Trautner, H. M. (2003). Allgemeine Entwicklungspsychologie. Stuttgart: Kohlhammer.

1.1.2 Anspruch entwicklungspsychologischer Forschung

Die Entwicklungspsychologie befasst sich also mit der Beschreibung, Erklärung und Vorhersage von zielgerichteten, geordneten und nachhaltigen Veränderungen im Lebenslauf. Gegenstand dieser Betrachtung sind alle im Zusammenhang mit der Ausreifung körperlicher Funktionen, Entfaltung der Persönlichkeit und Erlangung von Handlungskompetenzen stehende Phänomene. Dazu zählen Überzeugungen, Interessen, Motive und Selbstkonzepte ebenso wie die körperliche Reifung, die Entfaltung kognitiver Funktionen, die Kontrolle emotionaler Reaktionen und die Prozesse der Aneignung von motorischen, sozialen und intellektuellen Fertigkeiten.

Aufgabenliste:
A) Womit befasst sich die Entwicklungspsychologie laut der Auswahl?
B) Bearbeite den Abschnitt der Auswahl von „Trautner, H. M.“ bis einschließlich „und intellektuellen Fertigkeiten.“, indem du „Lebenslauf“ durch „Lebensverlauf“ ersetzt, und gib ihn so wieder.

Verfügbare Daten:

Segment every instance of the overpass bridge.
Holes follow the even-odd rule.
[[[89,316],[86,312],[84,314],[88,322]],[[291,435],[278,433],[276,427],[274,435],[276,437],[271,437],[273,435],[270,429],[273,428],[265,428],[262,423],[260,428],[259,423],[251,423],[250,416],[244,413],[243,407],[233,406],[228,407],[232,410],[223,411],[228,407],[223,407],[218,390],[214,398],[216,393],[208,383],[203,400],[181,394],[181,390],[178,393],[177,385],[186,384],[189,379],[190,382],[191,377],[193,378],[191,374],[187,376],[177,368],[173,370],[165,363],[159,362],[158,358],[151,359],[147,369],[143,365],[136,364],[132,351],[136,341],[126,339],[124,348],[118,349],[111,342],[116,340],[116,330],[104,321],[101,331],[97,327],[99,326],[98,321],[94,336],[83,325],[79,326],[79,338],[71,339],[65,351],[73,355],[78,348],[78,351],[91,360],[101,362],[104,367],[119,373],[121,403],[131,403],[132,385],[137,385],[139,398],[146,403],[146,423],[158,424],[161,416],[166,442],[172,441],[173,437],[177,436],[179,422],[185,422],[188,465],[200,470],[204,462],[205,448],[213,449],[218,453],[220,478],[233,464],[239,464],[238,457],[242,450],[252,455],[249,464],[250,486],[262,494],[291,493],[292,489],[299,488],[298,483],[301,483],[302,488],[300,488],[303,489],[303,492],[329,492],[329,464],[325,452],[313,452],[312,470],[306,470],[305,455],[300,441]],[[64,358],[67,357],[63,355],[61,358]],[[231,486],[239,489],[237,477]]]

Endergebnisse:
A) Sie befasst sich mit der Beschreibung, Erklärung und Vorhersage von zielgerichteten, geordneten und nachhaltigen Veränderungen im Lebenslauf.

B)
Trautner, H. M. (2003). Allgemeine Entwicklungspsychologie. Stuttgart: Kohlhammer.

1.1.2 Anspruch entwicklungspsychologischer Forschung

Die Entwicklungspsychologie befasst sich also mit der Beschreibung, Erklärung und Vorhersage von zielgerichteten, geordneten und nachhaltigen Veränderungen im Lebensverlauf. Gegenstand dieser Betrachtung sind alle im Zusammenhang mit der Ausreifung körperlicher Funktionen, Entfaltung der Persönlichkeit und Erlangung von Handlungskompetenzen stehende Phänomene. Dazu zählen Überzeugungen, Interessen, Motive und Selbstkonzepte ebenso wie die körperliche Reifung, die Entfaltung kognitiver Funktionen, die Kontrolle emotionaler Reaktionen und die Prozesse der Aneignung von motorischen, sozialen und intellektuellen Fertigkeiten.